= Tugas =
Sebutkan secara berurutan semua tahap dalam pola ekonomi keluarga kelas bawah yang diawali kata "Sekarang" pada cuplikan halaman di bawah.

Aset Rakyat Mulai Masuk Etalase Pegadaian — Tanda Dapur Ekonomi Sedang Terbakar Senyap Oleh: Ricky Ekaputra Foeh, MM Dosen FISIP Undana

Pemred Liputan NTT
0

 

Kupang, LIPUTANNTT.com,Di saat pemerintah masih percaya diri menyampaikan bahwa pertumbuhan ekonomi nasional berada pada tren positif, kenyataan di lapangan menunjukkan wajah berbeda. Pegadaian penuh, sementara rekening tabungan masyarakat justru semakin tipis. Gejolak ekonomi mikro ini tidak muncul dalam grafik pertumbuhan atau rilis BPS. Ia hadir dalam bentuk antrean warga membawa cincin kawin, HP, hingga alat kerja untuk ditukar dengan uang cepat.


Fenomena ini terjadi diam-diam. Tidak ada keributan, tidak ada demonstrasi. Tetapi diam-diam, dapur ekonomi rakyat sedang terbakar.


Pegadaian Bertransformasi Menjadi “ATM Darurat” Keluarga Miskin-Produktif


Dulu, masyarakat yang mengalami tekanan ekonomi akan mendatangi bank, koperasi simpan pinjam, atau BUMDes. Kini, Pegadaian menjadi titik pertama saat kebutuhan ekonomi mengetuk pintu secara paksa. Yang lebih mencemaskan, uang hasil gadai bukan lagi dipakai untuk modal kerja atau perputaran ekonomi, melainkan untuk bertahan hidup.


Contoh faktual yang mudah ditemui:


Seorang ibu di Kupang menggadaikan cincin kawin hanya untuk membeli beras dan susu bagi anaknya.


Driver ojek online menaruh HP cadangan ke Pegadaian demi menutup tunggakan cicilan motor.


Petani melepas alat semprotnya, lalu ironisnya menyewa alat baru setiap hari hanya agar tetap bisa bekerja.


Inilah tanda bahwa rumah tangga tidak lagi dalam fase membangun, tetapi dalam fase bertahan. Pegadaian bukan sedang membantu masyarakat “mengembangkan aset”, tetapi mengulur waktu sebelum aset benar-benar hilang.


Tabungan Mengering: Fondasi Ekonomi Rumah Tangga Mulai Retak


Tabungan kecil yang selama ini menjadi penyangga darurat keluarga pekerja kini menghilang lebih cepat dari jadwal gajian. Bank daerah mencatat lonjakan penarikan rekening-rekening dengan saldo di bawah Rp500.000.


Pola ekonomi keluarga kelas bawah kini berubah tajam:


> Dulu: Gaji → Konsumsi → Sisakan sedikit → Tabung

Sekarang: Gaji → Bayar cicilan → Cairkan tabungan → Gadai barang → Bertahan hidup


Inilah gejala awal disintegrasi ketahanan ekonomi rumah tangga. Bukan karena mereka tidak bekerja, tetapi karena penghasilan tidak lagi cukup untuk menebus apa yang mereka gadaikan.

= Data Hasil Ekstraksi =

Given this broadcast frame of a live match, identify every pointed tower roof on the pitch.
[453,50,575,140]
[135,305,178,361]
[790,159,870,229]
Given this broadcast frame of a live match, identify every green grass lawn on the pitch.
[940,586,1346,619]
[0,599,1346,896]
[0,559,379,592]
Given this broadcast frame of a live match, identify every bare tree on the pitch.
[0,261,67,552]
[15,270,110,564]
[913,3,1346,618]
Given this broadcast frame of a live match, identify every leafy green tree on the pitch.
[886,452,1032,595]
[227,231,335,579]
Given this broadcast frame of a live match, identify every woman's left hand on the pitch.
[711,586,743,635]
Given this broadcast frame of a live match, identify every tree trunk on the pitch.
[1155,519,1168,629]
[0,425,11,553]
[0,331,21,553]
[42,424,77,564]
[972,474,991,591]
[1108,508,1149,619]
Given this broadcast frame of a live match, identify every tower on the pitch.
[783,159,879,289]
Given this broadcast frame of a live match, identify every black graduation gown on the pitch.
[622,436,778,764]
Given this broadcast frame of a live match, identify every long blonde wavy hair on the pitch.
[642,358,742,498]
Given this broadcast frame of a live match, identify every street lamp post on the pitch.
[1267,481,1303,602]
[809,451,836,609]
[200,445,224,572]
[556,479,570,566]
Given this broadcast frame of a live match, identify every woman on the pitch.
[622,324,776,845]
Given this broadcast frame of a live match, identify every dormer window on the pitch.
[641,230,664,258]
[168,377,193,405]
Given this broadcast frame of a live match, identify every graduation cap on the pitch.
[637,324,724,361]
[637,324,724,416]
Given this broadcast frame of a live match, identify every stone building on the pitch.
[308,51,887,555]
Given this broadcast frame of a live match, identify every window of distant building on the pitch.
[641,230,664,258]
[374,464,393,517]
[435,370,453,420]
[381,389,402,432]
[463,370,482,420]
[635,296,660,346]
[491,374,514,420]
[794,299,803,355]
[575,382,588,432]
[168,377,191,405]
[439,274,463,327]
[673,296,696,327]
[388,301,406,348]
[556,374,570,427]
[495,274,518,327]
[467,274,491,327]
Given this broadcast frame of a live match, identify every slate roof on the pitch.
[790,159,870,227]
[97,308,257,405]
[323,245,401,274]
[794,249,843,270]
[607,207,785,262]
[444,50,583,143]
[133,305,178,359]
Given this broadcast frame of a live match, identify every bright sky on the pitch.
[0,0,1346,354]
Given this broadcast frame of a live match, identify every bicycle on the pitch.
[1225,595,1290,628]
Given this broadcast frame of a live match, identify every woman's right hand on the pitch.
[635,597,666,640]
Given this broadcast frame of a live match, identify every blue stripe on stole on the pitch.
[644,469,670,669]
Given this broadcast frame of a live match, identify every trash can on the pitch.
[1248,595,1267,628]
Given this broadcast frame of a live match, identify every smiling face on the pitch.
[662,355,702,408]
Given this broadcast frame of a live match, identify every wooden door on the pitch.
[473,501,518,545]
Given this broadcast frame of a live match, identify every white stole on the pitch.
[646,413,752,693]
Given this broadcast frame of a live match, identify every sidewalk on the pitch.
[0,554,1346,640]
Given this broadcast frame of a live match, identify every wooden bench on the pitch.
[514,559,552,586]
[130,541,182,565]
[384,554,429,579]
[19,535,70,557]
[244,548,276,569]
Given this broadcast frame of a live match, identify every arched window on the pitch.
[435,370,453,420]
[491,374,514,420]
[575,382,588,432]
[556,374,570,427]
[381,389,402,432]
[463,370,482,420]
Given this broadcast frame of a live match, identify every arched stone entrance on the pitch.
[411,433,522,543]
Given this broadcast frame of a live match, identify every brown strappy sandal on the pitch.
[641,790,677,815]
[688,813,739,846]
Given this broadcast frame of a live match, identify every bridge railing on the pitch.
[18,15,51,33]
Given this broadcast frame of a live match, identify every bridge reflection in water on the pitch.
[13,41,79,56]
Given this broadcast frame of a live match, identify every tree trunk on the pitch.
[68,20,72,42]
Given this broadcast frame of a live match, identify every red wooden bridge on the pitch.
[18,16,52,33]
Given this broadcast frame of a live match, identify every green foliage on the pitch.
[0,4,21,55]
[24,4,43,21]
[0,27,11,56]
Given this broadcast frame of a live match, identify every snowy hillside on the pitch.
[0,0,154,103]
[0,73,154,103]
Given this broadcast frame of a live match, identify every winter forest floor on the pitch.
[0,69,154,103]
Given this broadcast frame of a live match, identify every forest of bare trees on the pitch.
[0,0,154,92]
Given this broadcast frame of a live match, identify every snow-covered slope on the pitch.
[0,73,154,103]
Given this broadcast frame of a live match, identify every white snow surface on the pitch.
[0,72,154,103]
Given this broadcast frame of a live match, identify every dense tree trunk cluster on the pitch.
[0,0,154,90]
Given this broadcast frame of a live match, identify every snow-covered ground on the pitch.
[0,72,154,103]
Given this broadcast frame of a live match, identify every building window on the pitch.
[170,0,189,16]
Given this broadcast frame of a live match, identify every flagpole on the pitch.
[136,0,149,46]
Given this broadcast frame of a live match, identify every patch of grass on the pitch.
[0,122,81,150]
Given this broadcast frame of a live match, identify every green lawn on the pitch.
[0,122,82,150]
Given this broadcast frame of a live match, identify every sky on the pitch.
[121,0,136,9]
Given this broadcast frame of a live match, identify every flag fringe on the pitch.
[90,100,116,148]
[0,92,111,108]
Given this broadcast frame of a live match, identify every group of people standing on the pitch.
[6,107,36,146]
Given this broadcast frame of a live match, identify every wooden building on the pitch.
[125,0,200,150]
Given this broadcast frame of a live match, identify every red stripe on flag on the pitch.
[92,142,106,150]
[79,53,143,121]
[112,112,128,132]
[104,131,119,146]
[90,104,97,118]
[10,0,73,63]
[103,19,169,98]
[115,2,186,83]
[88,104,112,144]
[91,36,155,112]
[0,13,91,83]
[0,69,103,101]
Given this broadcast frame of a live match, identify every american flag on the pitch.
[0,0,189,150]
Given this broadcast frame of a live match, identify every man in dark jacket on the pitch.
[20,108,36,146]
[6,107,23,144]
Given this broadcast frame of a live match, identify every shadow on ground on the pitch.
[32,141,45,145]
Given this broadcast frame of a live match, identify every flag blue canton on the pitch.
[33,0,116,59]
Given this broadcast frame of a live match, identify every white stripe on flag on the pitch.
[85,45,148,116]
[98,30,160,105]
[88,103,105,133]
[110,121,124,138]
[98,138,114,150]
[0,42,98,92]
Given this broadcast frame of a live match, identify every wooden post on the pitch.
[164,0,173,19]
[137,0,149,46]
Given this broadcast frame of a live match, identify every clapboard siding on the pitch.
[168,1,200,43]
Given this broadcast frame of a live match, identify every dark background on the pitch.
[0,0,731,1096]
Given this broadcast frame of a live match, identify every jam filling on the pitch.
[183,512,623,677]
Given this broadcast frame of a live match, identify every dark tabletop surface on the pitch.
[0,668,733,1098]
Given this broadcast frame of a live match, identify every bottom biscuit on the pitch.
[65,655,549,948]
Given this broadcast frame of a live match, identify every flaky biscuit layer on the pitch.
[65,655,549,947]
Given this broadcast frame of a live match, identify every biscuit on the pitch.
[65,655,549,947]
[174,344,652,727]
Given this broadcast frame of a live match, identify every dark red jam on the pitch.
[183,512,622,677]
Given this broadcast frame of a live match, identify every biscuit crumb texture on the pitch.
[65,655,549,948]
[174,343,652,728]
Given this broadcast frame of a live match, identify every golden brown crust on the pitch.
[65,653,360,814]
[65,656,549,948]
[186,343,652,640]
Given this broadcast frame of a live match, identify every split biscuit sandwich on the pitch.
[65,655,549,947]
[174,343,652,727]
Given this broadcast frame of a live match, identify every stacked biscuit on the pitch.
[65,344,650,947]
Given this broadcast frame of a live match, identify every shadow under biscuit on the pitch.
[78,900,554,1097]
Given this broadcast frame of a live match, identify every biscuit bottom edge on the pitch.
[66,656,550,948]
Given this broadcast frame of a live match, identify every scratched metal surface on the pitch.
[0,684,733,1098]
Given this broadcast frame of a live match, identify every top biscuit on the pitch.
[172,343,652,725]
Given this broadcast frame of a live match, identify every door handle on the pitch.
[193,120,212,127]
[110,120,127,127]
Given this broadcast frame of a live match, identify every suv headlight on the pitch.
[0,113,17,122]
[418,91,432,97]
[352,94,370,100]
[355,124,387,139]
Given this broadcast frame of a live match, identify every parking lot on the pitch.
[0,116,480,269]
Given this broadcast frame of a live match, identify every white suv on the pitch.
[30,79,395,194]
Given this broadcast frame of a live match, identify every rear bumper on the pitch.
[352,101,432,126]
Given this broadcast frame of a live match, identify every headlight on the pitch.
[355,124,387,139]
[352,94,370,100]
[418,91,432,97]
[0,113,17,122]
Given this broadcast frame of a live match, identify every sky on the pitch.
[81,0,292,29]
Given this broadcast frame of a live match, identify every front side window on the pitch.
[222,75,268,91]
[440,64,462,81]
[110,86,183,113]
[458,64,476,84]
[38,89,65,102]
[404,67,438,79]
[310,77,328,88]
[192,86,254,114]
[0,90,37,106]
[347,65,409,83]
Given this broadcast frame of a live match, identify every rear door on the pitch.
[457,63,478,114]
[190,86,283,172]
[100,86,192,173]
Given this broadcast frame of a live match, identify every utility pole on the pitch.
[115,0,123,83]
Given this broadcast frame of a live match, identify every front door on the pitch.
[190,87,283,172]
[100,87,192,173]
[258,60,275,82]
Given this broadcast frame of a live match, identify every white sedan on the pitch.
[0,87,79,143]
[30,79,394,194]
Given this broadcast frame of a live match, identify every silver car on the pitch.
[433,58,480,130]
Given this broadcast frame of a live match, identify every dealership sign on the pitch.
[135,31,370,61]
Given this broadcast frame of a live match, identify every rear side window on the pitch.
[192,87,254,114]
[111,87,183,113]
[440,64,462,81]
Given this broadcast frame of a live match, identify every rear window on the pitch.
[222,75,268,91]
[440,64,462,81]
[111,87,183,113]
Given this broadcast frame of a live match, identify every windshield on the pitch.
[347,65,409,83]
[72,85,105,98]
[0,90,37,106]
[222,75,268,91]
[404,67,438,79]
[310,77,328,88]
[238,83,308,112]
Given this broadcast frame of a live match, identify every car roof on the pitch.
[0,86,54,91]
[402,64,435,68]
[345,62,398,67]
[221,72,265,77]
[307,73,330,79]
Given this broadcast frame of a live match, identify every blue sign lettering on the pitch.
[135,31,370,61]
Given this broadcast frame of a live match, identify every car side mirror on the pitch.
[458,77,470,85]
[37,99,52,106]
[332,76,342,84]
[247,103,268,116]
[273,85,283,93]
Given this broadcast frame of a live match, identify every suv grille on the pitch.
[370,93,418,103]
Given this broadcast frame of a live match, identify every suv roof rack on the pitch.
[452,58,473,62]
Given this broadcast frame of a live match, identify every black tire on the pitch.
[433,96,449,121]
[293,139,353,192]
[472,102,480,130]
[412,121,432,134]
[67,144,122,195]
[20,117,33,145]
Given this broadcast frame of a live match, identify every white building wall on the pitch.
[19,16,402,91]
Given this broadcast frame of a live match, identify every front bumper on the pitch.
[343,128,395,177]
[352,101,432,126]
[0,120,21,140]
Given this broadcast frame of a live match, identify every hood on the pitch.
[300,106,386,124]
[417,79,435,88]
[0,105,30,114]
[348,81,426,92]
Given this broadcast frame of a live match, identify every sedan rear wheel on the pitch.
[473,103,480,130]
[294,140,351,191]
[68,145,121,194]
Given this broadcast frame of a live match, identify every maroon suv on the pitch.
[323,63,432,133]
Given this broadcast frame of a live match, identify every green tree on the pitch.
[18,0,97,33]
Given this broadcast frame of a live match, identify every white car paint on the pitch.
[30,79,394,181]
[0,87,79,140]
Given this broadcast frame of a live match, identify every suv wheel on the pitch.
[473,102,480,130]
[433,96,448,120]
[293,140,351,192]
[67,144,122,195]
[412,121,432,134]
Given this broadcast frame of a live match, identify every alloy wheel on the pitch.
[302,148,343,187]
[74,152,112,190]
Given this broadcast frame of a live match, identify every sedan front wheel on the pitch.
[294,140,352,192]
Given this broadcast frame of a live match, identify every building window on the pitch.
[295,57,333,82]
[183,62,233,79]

= Jawaban =
1. Gaji
2. Bayar cicilan
3. Cairkan tabungan
4. Gadai barang
5. Bertahan hidup